Art Circle Gallery Curator Sarah Alcantara had only one guideline. In the group show that was to bring to the fore the Filipino food, along with the correlated concepts of agriculture and hospitality, the subject of participating artists must be local dishes.
What seemed like a simple request was as open to interpretation as it could get for creatives, and the results proved just that. While there were a number of paintings that depicted your sinigangs and adobos to an exquisite, almost multisensory degree, others expectedly dared to go outside the plate, if you will.
One was Manuel Baldemor, a renowned painter who renders folk art in geometric forms. He opted to portray the vibrant life of a Filipino kitchen with a tableful of colorful ingredients. There’s a rainbow of vegetables resting on the left side of his piece, simply titled Kusina, with a transparent pile of fishes beside a tray of plates and utensils on the right.
Painter Ronnel Cainto also went for an image of ingredients, rather than of a finished dish. He focused on the items needed to cook sinigang, wherein laid out on a red table are a pair of bangus, talong, kamatis and batuan, or a souring ingredients commonly used by Ilonngos on their dishes, such as cansi and KBL (kadyos, baboy, langka).
Some artists even went further and interpreted the theme of Filipino food with political commentary on the state of farmers, while others presented mothers who are off to the market with their child on one hand and a basket on the other.

Data records
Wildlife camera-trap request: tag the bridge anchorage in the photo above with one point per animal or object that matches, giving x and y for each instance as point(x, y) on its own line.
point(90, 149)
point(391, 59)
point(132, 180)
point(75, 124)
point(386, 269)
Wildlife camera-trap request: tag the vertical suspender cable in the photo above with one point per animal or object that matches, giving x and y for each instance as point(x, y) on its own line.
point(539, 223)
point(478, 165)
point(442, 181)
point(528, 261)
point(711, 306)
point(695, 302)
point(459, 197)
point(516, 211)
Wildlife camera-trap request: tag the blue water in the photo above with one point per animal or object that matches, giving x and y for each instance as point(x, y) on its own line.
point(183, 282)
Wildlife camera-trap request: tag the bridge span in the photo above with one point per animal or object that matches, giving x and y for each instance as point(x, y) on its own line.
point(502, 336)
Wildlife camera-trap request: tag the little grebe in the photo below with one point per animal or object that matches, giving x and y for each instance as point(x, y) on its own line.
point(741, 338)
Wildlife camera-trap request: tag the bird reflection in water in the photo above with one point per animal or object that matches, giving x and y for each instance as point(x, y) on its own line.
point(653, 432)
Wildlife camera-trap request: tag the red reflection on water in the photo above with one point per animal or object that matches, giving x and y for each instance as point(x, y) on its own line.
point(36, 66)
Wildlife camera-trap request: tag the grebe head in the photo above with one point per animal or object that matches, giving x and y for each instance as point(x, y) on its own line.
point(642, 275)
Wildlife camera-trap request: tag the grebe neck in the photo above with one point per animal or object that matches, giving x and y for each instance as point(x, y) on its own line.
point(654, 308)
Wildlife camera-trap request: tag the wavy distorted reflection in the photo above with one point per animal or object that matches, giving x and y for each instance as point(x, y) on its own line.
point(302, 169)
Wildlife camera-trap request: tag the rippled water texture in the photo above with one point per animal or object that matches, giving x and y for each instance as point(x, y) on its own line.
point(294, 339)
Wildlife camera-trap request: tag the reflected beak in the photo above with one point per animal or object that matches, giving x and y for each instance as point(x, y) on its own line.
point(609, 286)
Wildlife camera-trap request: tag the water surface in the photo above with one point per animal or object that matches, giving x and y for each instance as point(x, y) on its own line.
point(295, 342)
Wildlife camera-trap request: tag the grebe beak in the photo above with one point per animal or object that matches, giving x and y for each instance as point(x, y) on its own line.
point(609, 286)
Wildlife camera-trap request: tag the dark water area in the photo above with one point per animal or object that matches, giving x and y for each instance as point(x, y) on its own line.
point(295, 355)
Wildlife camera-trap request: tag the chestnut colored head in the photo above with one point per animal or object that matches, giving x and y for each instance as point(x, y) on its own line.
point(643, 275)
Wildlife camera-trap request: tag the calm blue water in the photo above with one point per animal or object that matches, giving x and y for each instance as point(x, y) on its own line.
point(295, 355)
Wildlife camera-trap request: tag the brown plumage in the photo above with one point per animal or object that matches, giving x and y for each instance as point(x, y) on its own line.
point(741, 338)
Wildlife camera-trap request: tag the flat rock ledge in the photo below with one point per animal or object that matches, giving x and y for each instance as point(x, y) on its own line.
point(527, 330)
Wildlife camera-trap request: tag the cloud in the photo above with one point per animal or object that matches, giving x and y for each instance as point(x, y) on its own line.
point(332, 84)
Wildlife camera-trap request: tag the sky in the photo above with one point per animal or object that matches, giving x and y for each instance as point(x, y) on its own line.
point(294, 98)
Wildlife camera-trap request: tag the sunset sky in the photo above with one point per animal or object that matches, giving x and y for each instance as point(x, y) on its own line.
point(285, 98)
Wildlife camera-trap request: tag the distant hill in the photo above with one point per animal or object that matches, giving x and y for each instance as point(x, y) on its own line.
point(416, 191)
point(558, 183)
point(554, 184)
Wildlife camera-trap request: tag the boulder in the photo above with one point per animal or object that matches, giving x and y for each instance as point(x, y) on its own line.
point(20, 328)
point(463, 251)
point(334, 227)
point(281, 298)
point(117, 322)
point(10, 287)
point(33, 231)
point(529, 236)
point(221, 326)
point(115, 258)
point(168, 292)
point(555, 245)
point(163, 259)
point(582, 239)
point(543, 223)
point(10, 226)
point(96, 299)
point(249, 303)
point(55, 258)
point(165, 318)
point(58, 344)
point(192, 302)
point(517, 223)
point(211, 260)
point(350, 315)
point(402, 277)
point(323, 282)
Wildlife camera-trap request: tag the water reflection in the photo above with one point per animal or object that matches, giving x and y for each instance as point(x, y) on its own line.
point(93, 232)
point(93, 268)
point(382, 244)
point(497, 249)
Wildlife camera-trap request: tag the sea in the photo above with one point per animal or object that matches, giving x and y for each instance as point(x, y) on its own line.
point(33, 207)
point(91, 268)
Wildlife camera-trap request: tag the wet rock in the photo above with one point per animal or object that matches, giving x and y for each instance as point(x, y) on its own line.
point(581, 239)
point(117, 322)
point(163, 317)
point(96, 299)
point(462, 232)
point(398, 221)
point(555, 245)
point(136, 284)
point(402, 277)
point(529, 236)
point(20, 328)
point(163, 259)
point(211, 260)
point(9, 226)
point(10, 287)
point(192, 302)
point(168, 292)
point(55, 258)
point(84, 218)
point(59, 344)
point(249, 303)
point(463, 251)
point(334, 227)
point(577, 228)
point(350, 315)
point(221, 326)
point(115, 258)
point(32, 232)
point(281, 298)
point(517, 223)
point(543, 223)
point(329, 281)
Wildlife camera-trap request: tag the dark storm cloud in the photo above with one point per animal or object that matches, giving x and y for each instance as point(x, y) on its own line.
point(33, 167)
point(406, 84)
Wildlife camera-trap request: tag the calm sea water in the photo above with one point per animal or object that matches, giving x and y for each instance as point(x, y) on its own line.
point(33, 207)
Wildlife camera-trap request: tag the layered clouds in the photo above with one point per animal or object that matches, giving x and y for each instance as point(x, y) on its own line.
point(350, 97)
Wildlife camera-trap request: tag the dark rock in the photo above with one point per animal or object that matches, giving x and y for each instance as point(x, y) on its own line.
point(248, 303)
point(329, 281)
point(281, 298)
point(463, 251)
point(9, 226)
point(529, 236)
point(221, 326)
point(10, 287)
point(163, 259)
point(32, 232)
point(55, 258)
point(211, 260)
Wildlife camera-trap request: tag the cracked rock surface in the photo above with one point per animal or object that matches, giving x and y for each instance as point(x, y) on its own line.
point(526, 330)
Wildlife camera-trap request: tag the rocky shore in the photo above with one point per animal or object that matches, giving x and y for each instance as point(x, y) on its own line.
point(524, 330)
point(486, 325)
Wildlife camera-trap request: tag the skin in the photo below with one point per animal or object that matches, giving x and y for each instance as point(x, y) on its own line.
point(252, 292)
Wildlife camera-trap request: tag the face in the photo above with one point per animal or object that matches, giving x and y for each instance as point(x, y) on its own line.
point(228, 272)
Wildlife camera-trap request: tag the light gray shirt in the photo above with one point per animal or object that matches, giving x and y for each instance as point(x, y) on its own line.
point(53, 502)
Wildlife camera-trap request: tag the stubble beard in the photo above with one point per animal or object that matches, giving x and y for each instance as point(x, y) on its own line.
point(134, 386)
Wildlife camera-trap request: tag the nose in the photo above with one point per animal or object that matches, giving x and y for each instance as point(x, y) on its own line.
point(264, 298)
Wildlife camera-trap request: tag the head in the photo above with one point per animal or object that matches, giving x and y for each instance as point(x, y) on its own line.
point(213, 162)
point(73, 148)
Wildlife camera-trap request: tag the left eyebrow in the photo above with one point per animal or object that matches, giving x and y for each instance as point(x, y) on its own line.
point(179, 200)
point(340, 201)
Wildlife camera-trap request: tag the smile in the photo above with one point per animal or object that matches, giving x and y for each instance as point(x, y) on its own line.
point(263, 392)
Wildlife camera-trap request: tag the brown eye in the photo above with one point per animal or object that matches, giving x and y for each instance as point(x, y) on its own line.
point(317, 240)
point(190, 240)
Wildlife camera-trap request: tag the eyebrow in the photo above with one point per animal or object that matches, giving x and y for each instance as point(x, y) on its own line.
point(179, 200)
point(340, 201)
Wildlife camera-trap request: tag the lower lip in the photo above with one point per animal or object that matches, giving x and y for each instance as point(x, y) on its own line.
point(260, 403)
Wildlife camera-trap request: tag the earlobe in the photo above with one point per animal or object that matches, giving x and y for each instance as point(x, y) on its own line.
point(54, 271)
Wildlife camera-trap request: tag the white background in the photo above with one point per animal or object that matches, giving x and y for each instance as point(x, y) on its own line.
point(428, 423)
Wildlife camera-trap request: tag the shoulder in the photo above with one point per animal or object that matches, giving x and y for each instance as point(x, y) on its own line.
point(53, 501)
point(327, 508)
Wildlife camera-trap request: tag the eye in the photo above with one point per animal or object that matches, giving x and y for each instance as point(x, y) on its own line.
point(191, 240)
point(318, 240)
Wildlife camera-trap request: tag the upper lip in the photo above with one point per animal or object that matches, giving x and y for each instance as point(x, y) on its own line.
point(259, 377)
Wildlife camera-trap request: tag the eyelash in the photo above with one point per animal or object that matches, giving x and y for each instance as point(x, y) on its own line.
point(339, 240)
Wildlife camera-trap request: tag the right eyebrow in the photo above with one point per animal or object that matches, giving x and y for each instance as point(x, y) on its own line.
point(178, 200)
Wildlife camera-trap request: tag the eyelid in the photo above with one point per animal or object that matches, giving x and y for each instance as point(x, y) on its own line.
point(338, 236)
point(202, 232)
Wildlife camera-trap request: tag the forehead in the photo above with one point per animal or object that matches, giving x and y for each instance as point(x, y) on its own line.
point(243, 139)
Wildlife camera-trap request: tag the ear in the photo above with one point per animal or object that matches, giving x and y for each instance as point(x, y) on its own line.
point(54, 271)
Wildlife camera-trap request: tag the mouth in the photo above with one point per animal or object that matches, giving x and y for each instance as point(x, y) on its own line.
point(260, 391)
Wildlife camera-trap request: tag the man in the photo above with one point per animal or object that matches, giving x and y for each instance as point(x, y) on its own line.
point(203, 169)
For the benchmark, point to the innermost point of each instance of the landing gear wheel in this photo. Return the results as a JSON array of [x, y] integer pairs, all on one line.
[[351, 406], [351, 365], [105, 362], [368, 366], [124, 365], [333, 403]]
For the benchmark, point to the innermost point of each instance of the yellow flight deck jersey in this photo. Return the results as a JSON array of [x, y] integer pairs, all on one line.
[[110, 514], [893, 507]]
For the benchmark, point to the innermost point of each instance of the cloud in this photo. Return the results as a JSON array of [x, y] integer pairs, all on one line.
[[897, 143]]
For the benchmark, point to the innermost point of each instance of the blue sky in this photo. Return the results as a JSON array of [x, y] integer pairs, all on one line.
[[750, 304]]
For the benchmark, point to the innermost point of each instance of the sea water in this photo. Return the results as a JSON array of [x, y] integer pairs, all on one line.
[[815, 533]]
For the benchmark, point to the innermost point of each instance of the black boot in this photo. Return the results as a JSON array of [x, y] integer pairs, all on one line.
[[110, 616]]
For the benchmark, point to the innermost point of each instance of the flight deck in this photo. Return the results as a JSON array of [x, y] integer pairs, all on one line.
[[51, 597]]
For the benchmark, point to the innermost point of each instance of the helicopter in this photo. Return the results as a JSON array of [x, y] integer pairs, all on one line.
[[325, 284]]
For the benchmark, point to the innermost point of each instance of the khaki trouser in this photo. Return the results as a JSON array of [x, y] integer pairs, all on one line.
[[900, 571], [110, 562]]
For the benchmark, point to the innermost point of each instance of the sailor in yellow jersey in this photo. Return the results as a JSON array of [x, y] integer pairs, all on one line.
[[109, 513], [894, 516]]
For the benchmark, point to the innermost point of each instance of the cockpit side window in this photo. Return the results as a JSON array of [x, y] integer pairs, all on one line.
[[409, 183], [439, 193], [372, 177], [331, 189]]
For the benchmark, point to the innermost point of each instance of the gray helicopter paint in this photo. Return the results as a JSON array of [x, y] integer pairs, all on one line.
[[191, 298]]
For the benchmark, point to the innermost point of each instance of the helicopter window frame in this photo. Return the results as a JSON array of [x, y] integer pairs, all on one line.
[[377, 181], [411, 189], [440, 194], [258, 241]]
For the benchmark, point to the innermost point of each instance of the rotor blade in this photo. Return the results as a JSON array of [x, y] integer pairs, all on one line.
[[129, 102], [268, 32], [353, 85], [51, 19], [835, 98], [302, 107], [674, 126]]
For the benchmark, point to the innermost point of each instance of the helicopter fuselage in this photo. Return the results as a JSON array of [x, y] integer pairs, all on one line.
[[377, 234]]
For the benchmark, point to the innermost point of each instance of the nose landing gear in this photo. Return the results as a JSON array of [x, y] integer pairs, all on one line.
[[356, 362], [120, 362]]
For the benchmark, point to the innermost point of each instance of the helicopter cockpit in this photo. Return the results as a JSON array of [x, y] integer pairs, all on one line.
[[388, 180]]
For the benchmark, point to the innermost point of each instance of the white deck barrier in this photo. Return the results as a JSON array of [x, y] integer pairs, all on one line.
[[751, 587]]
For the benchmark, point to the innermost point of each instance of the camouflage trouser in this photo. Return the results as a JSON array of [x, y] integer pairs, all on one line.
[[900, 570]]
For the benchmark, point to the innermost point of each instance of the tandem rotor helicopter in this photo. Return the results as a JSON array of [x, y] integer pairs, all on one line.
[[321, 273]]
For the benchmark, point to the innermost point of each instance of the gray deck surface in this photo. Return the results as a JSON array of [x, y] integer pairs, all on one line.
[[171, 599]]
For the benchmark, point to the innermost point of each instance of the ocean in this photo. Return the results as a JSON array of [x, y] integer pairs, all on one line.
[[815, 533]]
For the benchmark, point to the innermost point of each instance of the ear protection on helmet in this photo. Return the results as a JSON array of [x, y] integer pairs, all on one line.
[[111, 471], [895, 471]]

Problem 1 → Return the part of the food show article that opens with the words containing "What seemed like" and closes with "if you will.".
Problem 2 →
Answer these questions from the food show article:
(a) Who curated the group show?
(b) What is the title of Manuel Baldemor's piece?
(c) What color is the table in Ronnel Cainto's painting?
Problem 3 →
Decide whether each statement agrees with the food show article:
(a) Manuel Baldemor renders folk art in geometric forms.
(b) Ronnel Cainto painted a finished dish of sinigang.
(c) The curator gave the artists several guidelines.
Rely only on the food show article for what follows.

Result 1 →
What seemed like a simple request was as open to interpretation as it could get for creatives, and the results proved just that. While there were a number of paintings that depicted your sinigangs and adobos to an exquisite, almost multisensory degree, others expectedly dared to go outside the plate, if you will.

Result 2 →
(a) Sarah Alcantara
(b) Kusina
(c) Red

Result 3 →
(a) Yes: "a renowned painter who renders folk art in geometric forms"
(b) No: "also went for an image of ingredients, rather than of a finished dish"
(c) No: "had only one guideline"